YOUR TASK
Return the forum thread about Cubase video failing on Windows 10 word for word, in full.

+++ PASSAGE GIVEN +++

# Cubase 8pro & Win10: video not working.



## EwigWanderer (Oct 16, 2015)

Hi,

There seems to be an issue with video in my setup. When trying to import video to video track Cubase says that QuickTime isn't initialized in my system. I updated to windows 10 (clean install) and I have the latest Cubase 8pro and QuickTime installed. 

Is there any solution for this?


----------



## Guillermo Navarrete (Oct 16, 2015)

Hello, 

That is because QuickTime 7.7.7 cannot be installed in Windows 10. You will find detail information about Windows 10 compatibility from Steinberg products on the link bellow: 

https://www.steinberg.net/nc/en/sup...lity-info-regarding-microsoft-windows-10.html

Best regards,
GN


----------



## EwigWanderer (Oct 16, 2015)

Guillermo Navarrete said:


> Hello,
> 
> That is because QuickTime 7.7.7 cannot be installed in Windows 10. You will find detail information about Windows 10 compatibility from Steinberg products on the link bellow:
> 
> ...



Thanks for your reply. QuickTime (ver. 7.7.6) is installed and I can watch videos with it when using as a standalone.


----------



## Gerhard Westphalen (Oct 16, 2015)

Guillermo Navarrete said:


> Hello,
> 
> That is because QuickTime 7.7.7 cannot be installed in Windows 10. You will find detail information about Windows 10 compatibility from Steinberg products on the link bellow:
> 
> ...



So 7.7.6 can't be used with Cubase?

So does it work?
" The older version 7.7.6 seems to work but does not include the latest security fixes and is thus not recommended."

Or does it not?
"This practically removes the video support for Cubase and Nuendo."


----------



## EwigWanderer (Oct 16, 2015)

There really should be a better way to use video in Cubase than rely on QuickTime. It's 2015! 
I knew there would be some issues when moving to Windows 10 but damn! 

Is there a software that I could use to sync video with Cubase?


----------



## paaltio (Oct 16, 2015)

+++ DATASET +++

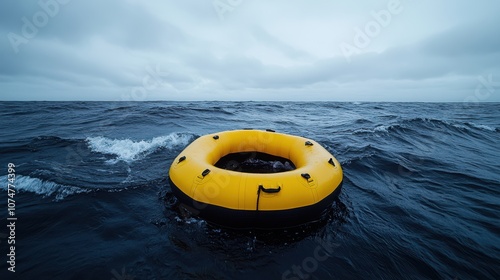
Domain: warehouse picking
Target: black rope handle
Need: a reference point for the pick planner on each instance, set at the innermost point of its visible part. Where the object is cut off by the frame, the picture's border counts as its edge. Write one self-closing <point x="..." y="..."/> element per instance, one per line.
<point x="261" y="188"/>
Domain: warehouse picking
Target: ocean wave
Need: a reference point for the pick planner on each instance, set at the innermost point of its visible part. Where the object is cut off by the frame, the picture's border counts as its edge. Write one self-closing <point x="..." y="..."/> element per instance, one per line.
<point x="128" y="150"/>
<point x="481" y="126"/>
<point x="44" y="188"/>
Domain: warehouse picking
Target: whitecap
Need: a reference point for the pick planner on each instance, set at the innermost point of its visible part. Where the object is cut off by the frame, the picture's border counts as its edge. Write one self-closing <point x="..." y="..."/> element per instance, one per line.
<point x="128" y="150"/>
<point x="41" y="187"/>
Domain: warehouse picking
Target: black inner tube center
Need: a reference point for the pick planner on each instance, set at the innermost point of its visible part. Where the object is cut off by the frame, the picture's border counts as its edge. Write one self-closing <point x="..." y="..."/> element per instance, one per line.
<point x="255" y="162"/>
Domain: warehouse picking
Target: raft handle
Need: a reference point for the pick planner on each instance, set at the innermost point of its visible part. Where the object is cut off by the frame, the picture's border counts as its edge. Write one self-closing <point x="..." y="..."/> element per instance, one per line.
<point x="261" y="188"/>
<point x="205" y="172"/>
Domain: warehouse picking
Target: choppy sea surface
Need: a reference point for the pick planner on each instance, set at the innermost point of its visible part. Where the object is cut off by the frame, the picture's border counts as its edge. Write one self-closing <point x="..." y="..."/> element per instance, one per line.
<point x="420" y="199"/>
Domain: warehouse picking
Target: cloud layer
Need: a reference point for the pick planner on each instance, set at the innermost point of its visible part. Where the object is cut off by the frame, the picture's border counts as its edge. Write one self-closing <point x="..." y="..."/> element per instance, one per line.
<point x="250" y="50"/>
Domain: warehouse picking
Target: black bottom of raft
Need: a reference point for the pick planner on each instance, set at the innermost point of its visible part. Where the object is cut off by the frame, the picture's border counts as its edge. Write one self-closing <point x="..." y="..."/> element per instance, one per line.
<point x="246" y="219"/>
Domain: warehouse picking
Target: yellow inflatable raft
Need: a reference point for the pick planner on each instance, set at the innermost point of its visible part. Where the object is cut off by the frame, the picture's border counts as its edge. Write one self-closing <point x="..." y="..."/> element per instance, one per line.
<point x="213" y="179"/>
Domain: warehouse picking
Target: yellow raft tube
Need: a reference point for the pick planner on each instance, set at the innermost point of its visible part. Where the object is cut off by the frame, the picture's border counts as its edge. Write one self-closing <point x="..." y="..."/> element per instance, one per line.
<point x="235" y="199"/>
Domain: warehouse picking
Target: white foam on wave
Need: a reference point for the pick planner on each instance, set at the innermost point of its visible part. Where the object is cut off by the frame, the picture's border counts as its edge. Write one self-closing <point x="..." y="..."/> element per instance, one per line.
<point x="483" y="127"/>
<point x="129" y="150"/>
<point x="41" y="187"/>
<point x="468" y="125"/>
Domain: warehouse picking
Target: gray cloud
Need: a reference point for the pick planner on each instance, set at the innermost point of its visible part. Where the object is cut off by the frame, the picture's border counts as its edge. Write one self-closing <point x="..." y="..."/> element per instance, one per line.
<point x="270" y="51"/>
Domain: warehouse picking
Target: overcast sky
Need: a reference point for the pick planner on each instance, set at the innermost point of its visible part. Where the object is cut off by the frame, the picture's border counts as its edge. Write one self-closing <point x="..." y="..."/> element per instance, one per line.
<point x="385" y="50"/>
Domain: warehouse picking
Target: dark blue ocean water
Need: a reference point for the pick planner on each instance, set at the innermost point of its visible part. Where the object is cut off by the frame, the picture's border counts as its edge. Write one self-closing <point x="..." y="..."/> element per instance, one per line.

+++

EXPECTED OUTPUT
# Cubase 8pro & Win10: video not working.



## EwigWanderer (Oct 16, 2015)

Hi,

There seems to be an issue with video in my setup. When trying to import video to video track Cubase says that QuickTime isn't initialized in my system. I updated to windows 10 (clean install) and I have the latest Cubase 8pro and QuickTime installed. 

Is there any solution for this?


----------



## Guillermo Navarrete (Oct 16, 2015)

Hello, 

That is because QuickTime 7.7.7 cannot be installed in Windows 10. You will find detail information about Windows 10 compatibility from Steinberg products on the link bellow: 

https://www.steinberg.net/nc/en/sup...lity-info-regarding-microsoft-windows-10.html

Best regards,
GN


----------



## EwigWanderer (Oct 16, 2015)

Guillermo Navarrete said:


> Hello,
> 
> That is because QuickTime 7.7.7 cannot be installed in Windows 10. You will find detail information about Windows 10 compatibility from Steinberg products on the link bellow:
> 
> ...



Thanks for your reply. QuickTime (ver. 7.7.6) is installed and I can watch videos with it when using as a standalone.


----------



## Gerhard Westphalen (Oct 16, 2015)

Guillermo Navarrete said:


> Hello,
> 
> That is because QuickTime 7.7.7 cannot be installed in Windows 10. You will find detail information about Windows 10 compatibility from Steinberg products on the link bellow:
> 
> ...



So 7.7.6 can't be used with Cubase?

So does it work?
" The older version 7.7.6 seems to work but does not include the latest security fixes and is thus not recommended."

Or does it not?
"This practically removes the video support for Cubase and Nuendo."


----------



## EwigWanderer (Oct 16, 2015)

There really should be a better way to use video in Cubase than rely on QuickTime. It's 2015! 
I knew there would be some issues when moving to Windows 10 but damn! 

Is there a software that I could use to sync video with Cubase?


----------



## paaltio (Oct 16, 2015)